/---

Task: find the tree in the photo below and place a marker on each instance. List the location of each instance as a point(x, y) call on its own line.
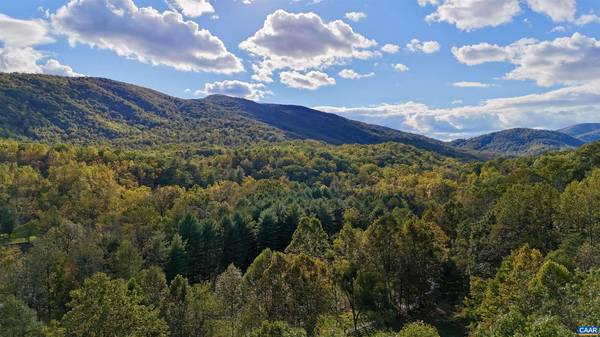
point(407, 254)
point(126, 260)
point(153, 286)
point(277, 329)
point(228, 289)
point(580, 208)
point(202, 311)
point(106, 308)
point(525, 214)
point(292, 288)
point(348, 274)
point(418, 329)
point(18, 320)
point(309, 238)
point(176, 264)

\---

[Task details] Leave out the pictures and copy every record above exactly.

[Response below]
Task: find the tree in the photo below and place a marker on each instance. List the location of each instance as a point(x, y) call on its own line.
point(407, 254)
point(126, 260)
point(153, 286)
point(277, 329)
point(228, 289)
point(580, 208)
point(202, 311)
point(106, 308)
point(525, 214)
point(292, 288)
point(348, 274)
point(418, 329)
point(18, 320)
point(309, 238)
point(176, 264)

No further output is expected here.